THE TASK | Line by line, copy the material that follows without leaving anything out.

Top of DATA FOR THE TASK

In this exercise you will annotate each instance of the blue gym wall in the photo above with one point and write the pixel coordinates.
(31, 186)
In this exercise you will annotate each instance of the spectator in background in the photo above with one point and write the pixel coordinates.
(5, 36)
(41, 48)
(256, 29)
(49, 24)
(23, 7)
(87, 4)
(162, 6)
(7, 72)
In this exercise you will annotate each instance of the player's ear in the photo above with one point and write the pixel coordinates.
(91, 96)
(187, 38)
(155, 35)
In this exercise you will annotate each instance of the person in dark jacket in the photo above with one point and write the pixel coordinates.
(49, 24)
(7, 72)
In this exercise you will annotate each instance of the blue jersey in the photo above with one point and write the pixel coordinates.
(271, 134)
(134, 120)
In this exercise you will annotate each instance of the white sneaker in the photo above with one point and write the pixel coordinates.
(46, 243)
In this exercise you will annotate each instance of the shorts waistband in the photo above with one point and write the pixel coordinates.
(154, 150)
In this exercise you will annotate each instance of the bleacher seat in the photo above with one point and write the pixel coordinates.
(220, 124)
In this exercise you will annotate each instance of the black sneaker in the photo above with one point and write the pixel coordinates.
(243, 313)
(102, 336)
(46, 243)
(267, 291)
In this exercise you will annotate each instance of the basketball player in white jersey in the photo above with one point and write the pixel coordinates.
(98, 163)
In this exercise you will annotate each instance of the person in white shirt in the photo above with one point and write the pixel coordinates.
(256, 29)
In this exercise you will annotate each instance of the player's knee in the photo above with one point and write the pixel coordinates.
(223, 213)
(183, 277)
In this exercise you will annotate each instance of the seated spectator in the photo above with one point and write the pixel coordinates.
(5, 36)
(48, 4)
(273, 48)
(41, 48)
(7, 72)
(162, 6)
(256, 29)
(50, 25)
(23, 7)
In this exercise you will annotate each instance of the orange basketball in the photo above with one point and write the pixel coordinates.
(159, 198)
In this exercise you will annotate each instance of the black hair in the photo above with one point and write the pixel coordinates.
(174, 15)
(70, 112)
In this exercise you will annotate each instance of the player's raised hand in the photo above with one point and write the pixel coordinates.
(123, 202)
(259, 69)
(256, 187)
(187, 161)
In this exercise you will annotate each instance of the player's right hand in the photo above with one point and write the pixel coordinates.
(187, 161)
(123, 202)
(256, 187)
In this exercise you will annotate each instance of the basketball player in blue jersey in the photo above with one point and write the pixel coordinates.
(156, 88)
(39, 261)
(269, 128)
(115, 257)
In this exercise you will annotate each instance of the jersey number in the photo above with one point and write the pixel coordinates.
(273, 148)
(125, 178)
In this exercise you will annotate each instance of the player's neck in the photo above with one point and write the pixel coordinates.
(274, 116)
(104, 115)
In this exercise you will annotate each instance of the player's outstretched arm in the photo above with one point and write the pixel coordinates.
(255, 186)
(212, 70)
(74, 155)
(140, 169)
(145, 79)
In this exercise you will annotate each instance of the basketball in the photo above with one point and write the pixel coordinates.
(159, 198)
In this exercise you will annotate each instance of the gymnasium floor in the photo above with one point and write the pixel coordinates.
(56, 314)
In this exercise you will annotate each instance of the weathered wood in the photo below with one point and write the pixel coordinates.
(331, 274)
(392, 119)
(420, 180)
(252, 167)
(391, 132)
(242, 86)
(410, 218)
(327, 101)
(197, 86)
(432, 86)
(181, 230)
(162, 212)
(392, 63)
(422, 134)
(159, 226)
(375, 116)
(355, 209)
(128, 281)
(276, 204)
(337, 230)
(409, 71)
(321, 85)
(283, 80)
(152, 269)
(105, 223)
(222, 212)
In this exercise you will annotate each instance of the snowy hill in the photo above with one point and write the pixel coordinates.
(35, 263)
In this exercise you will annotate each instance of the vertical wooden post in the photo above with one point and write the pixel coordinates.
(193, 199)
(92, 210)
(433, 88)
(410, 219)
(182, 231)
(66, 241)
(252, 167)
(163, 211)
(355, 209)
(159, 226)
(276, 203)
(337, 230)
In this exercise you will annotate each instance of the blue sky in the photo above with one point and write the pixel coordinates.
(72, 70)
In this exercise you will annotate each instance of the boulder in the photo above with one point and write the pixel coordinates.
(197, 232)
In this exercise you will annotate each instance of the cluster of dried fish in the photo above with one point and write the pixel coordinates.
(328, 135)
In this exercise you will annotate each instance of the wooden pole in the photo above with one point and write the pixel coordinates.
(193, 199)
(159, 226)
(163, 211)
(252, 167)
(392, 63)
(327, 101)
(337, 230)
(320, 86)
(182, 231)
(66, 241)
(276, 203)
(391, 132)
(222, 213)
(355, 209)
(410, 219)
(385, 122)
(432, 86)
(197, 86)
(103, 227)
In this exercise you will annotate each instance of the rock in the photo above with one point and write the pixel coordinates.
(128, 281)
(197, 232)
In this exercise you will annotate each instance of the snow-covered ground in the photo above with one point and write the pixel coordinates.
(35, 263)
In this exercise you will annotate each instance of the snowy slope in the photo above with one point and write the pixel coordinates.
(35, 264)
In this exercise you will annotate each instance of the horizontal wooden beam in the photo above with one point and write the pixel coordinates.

Bottom of DATA FOR THE TASK

WRITTEN SOLUTION |
In this exercise you will annotate each instance of the blue gym wall in the photo above with one point and write the pixel coordinates.
(31, 186)
In this exercise you will annotate each instance of the spectator in background in the photo above with one point and write the pixel coordinates.
(5, 36)
(41, 48)
(256, 29)
(49, 24)
(23, 7)
(87, 4)
(162, 6)
(7, 72)
In this exercise you will annotate each instance of the player's ear in the photo above with one point and write the pixel coordinates.
(91, 96)
(187, 38)
(155, 35)
In this exercise you will annotate each instance of the person in dark jacket in the photo above with one point and write the pixel coordinates.
(49, 24)
(7, 72)
In this exercise you will annotate each instance of the blue jersey in the photo above with one point and write the pixel coordinates.
(271, 134)
(134, 120)
In this exercise you will annotate each instance of the white sneaker in the photo above with one point and write the pixel coordinates.
(46, 243)
In this exercise you will annotate each instance of the shorts waistband in the photo above with one point and write the pixel coordinates.
(154, 150)
In this exercise you will annotate each instance of the bleacher seat in the photo above with one point and write the pixel coordinates.
(220, 124)
In this exercise you will annotate each instance of the black sneaker in the photo above with one point and write the pixel coordinates.
(243, 313)
(102, 336)
(46, 243)
(267, 291)
In this exercise you will annotate each instance of the basketball player in white jersey in the photo above with one point and write the pixel coordinates.
(98, 163)
In this exercise you will annotate each instance of the person in white shirt in the photo above with one point and write the pixel coordinates.
(256, 29)
In this exercise you will annotate each instance of the player's knee in the photo above with one point and write the pixel coordinates.
(223, 213)
(183, 277)
In this exercise you will annotate each instance of the seated spectator in the photo above with one point and write the pixel coordinates.
(5, 36)
(48, 4)
(273, 48)
(41, 48)
(7, 72)
(162, 6)
(256, 29)
(50, 25)
(23, 7)
In this exercise you will annotate each instance of the orange basketball in the photo above with one point and write the pixel coordinates.
(159, 198)
In this exercise you will annotate each instance of the black hair in the photo above with one point and write the pixel coordinates.
(174, 15)
(70, 112)
In this exercise you will annotate each instance of the player's raised hand in the photo above with one point and write the pixel coordinates.
(123, 202)
(259, 69)
(256, 187)
(187, 161)
In this exercise you will annotate each instance of the player's right hand in the photo above with one point and write the pixel coordinates.
(187, 161)
(123, 202)
(256, 187)
In this exercise you will annotate each instance of the basketball player in blue jersey in the photo above with one point and write the pixel coordinates.
(156, 88)
(39, 261)
(269, 128)
(115, 257)
In this exercise you will annotate each instance of the jersey number in the photo above with one point and write the pixel coordinates.
(273, 148)
(125, 178)
In this exercise you will annotate each instance of the player's neck in the photo above with one point and write the pixel coordinates.
(274, 116)
(104, 115)
In this exercise you will annotate each instance of the player's outstretched arm in the photo above with one point and write the pixel coordinates.
(255, 186)
(212, 70)
(74, 155)
(140, 169)
(145, 79)
In this exercise you will annotate each instance of the basketball in the photo above with one point and write the pixel coordinates.
(159, 198)
In this exercise you will annotate each instance of the gymnasium floor in the photo above with one point and write the pixel coordinates.
(56, 314)
In this exercise you will annotate each instance of the weathered wood in the photo below with one point and write the pixel coordinates.
(331, 274)
(392, 119)
(420, 180)
(252, 167)
(391, 132)
(242, 86)
(410, 218)
(327, 101)
(197, 86)
(432, 86)
(181, 230)
(162, 212)
(392, 63)
(422, 134)
(159, 226)
(375, 116)
(355, 209)
(128, 281)
(276, 204)
(337, 230)
(409, 71)
(321, 85)
(283, 80)
(152, 269)
(105, 223)
(222, 212)
In this exercise you will annotate each instance of the snowy hill in the photo above with one point and write the pixel coordinates.
(35, 263)
In this exercise you will annotate each instance of the vertical wooden post in the photo above with one point and write the pixel coordinates.
(193, 199)
(92, 210)
(433, 88)
(410, 219)
(182, 231)
(66, 241)
(252, 167)
(163, 211)
(355, 209)
(159, 226)
(276, 203)
(337, 230)
In this exercise you will annotate each instance of the blue sky in the photo above with one point and write the pixel coordinates.
(72, 70)
In this exercise you will annotate each instance of the boulder in the photo above with one point and write the pixel coordinates.
(197, 232)
In this exercise you will annotate each instance of the cluster of dried fish in the photo above with one point and write the pixel coordinates.
(328, 135)
In this exercise you will annotate each instance of the wooden pole in the photo above with one point and write the pixel coordinates.
(193, 199)
(159, 226)
(163, 211)
(252, 167)
(392, 63)
(327, 101)
(337, 230)
(320, 86)
(182, 231)
(66, 241)
(276, 203)
(391, 132)
(222, 213)
(355, 209)
(410, 219)
(385, 122)
(432, 86)
(197, 86)
(103, 227)
In this exercise you will annotate each instance of the rock in the photo above with one point and write the pixel coordinates.
(128, 281)
(197, 232)
In this exercise you will annotate each instance of the snow-covered ground in the photo above with one point and write the pixel coordinates.
(35, 263)
In this exercise you will annotate each instance of the snowy slope in the photo above with one point and write the pixel coordinates.
(35, 264)
In this exercise you will annotate each instance of the horizontal wooden beam in the photo above with one point and write the pixel coordinates.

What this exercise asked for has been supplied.